Please convert every line of the items below into a JSON list of strings, one string per line, and leave out any blank lines.

Data shown:
____________________

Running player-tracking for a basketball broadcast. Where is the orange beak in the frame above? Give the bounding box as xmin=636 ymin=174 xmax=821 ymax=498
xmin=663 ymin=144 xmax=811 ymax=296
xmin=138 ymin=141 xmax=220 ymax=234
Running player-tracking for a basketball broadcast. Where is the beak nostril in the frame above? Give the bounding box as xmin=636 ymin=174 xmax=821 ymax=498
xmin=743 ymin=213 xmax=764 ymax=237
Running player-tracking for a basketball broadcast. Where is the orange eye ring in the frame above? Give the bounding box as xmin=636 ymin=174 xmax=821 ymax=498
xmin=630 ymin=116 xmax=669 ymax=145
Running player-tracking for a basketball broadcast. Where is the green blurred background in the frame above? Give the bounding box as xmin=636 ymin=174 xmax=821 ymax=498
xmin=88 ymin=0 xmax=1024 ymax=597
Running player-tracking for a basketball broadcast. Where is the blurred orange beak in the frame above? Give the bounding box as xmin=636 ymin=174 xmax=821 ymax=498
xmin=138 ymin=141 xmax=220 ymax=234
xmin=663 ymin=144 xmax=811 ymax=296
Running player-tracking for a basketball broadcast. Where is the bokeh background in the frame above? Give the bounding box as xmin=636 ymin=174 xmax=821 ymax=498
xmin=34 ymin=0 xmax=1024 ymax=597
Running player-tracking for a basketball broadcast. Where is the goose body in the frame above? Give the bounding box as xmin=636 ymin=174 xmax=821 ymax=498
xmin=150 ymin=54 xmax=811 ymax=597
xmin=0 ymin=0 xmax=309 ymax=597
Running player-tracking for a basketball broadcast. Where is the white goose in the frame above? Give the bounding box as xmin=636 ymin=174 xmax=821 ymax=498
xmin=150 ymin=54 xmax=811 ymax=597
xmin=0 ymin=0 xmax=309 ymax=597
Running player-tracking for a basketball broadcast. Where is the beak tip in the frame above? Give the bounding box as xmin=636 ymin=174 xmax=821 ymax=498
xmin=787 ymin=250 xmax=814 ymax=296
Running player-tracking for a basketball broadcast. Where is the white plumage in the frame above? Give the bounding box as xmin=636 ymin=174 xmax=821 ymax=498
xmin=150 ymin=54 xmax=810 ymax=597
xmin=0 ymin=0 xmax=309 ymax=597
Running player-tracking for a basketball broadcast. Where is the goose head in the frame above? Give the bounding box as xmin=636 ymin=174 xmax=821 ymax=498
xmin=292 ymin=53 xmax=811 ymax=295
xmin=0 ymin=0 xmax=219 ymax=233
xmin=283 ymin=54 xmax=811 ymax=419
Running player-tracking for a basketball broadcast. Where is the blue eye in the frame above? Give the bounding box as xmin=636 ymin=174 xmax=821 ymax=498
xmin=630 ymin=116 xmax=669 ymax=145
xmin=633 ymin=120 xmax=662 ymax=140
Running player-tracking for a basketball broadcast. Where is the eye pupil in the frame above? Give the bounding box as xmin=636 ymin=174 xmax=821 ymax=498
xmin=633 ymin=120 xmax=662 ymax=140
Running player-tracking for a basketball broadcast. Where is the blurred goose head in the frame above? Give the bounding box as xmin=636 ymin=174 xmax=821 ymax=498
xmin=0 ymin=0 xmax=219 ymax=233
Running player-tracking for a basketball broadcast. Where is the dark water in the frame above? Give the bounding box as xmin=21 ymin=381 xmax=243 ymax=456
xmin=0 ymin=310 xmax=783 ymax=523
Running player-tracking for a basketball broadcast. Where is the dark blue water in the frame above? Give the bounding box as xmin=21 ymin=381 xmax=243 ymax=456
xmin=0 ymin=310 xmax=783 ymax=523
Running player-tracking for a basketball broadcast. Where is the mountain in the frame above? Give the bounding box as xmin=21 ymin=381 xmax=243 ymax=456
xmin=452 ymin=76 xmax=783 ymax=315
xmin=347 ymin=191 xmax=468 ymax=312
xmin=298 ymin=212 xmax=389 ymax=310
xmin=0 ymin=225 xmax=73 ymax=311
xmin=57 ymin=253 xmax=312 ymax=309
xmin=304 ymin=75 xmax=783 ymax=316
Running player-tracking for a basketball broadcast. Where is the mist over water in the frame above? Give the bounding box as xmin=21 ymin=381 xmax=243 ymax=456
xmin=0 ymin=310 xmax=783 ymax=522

____________________

Exercise output:
[
  "Running player-tracking for a basketball broadcast. Where is the orange beak in the frame above? Give the bounding box as xmin=636 ymin=174 xmax=821 ymax=498",
  "xmin=663 ymin=144 xmax=811 ymax=296",
  "xmin=138 ymin=141 xmax=220 ymax=234",
  "Running player-tracking for a basketball broadcast. Where is the beak nostril in the frame above? Give the bounding box as xmin=636 ymin=174 xmax=821 ymax=498",
  "xmin=743 ymin=213 xmax=764 ymax=237",
  "Running player-tracking for a basketball broadcast. Where is the orange eye ring in the frame above? Give the bounding box as xmin=636 ymin=174 xmax=821 ymax=498",
  "xmin=630 ymin=116 xmax=669 ymax=145",
  "Running player-tracking for a basketball broadcast. Where is the green blurred background in the frame above? Give the bounding box as xmin=636 ymin=174 xmax=821 ymax=498",
  "xmin=88 ymin=0 xmax=1024 ymax=597",
  "Running player-tracking for a basketball broadcast. Where is the blurred orange beak in the frame above? Give the bounding box as xmin=636 ymin=174 xmax=821 ymax=498",
  "xmin=138 ymin=141 xmax=220 ymax=234",
  "xmin=663 ymin=144 xmax=811 ymax=296",
  "Running player-tracking for a basketball broadcast. Where is the bokeh background in the frame above? Give the bounding box as xmin=636 ymin=174 xmax=821 ymax=498",
  "xmin=34 ymin=0 xmax=1024 ymax=597",
  "Running player-tracking for a basketball broadcast. Where is the goose body in the frame above? Give the bounding box as xmin=636 ymin=174 xmax=821 ymax=498",
  "xmin=150 ymin=54 xmax=811 ymax=597",
  "xmin=0 ymin=0 xmax=309 ymax=597",
  "Running player-tracking for a basketball broadcast. Where is the white goose in the frame above? Give the bounding box as xmin=636 ymin=174 xmax=821 ymax=498",
  "xmin=150 ymin=54 xmax=811 ymax=597",
  "xmin=0 ymin=0 xmax=309 ymax=597",
  "Running player-tracking for a basketball broadcast. Where is the beak tip in the frame above? Give the bounding box as xmin=636 ymin=174 xmax=821 ymax=498",
  "xmin=787 ymin=250 xmax=814 ymax=296",
  "Running player-tracking for a basketball broadcast. Where is the white plumage in the frame above? Give the bounding box as xmin=636 ymin=174 xmax=821 ymax=498",
  "xmin=150 ymin=54 xmax=810 ymax=597",
  "xmin=0 ymin=0 xmax=309 ymax=597",
  "Running player-tracking for a basketball broadcast. Where is the goose head in the frame above? Give the bounding box as xmin=636 ymin=174 xmax=821 ymax=498",
  "xmin=292 ymin=53 xmax=811 ymax=295",
  "xmin=0 ymin=0 xmax=219 ymax=233",
  "xmin=283 ymin=54 xmax=811 ymax=419",
  "Running player-tracking for a basketball broadcast. Where is the blue eye in the frame above? Give the bounding box as xmin=636 ymin=174 xmax=821 ymax=498",
  "xmin=630 ymin=116 xmax=669 ymax=145",
  "xmin=633 ymin=120 xmax=662 ymax=140",
  "Running player-tracking for a basketball broadcast. Where is the eye pupil in the frame above? Give the bounding box as xmin=636 ymin=174 xmax=821 ymax=498",
  "xmin=633 ymin=120 xmax=662 ymax=140",
  "Running player-tracking for a basketball broadcast. Where is the blurred goose head in the frame above? Give the bounding box as xmin=636 ymin=174 xmax=821 ymax=498",
  "xmin=0 ymin=0 xmax=219 ymax=233",
  "Running player-tracking for a basketball broadcast. Where is the dark water in the frame above? Give the bounding box as xmin=21 ymin=381 xmax=243 ymax=456",
  "xmin=0 ymin=310 xmax=783 ymax=523",
  "Running player-tracking for a basketball broadcast. Where is the dark blue water in the frame above? Give the bounding box as xmin=21 ymin=381 xmax=243 ymax=456",
  "xmin=0 ymin=310 xmax=783 ymax=523",
  "Running player-tracking for a basketball broadcast. Where is the mountain in the frame above? Give the bounding box as xmin=21 ymin=381 xmax=243 ymax=456",
  "xmin=452 ymin=76 xmax=783 ymax=315",
  "xmin=347 ymin=191 xmax=468 ymax=312",
  "xmin=298 ymin=212 xmax=389 ymax=310",
  "xmin=0 ymin=225 xmax=73 ymax=311",
  "xmin=57 ymin=253 xmax=312 ymax=309",
  "xmin=304 ymin=75 xmax=783 ymax=316",
  "Running player-tracking for a basketball broadcast. Where is the mist over water in the frame above? Give the bounding box as xmin=21 ymin=381 xmax=243 ymax=456",
  "xmin=0 ymin=310 xmax=783 ymax=522"
]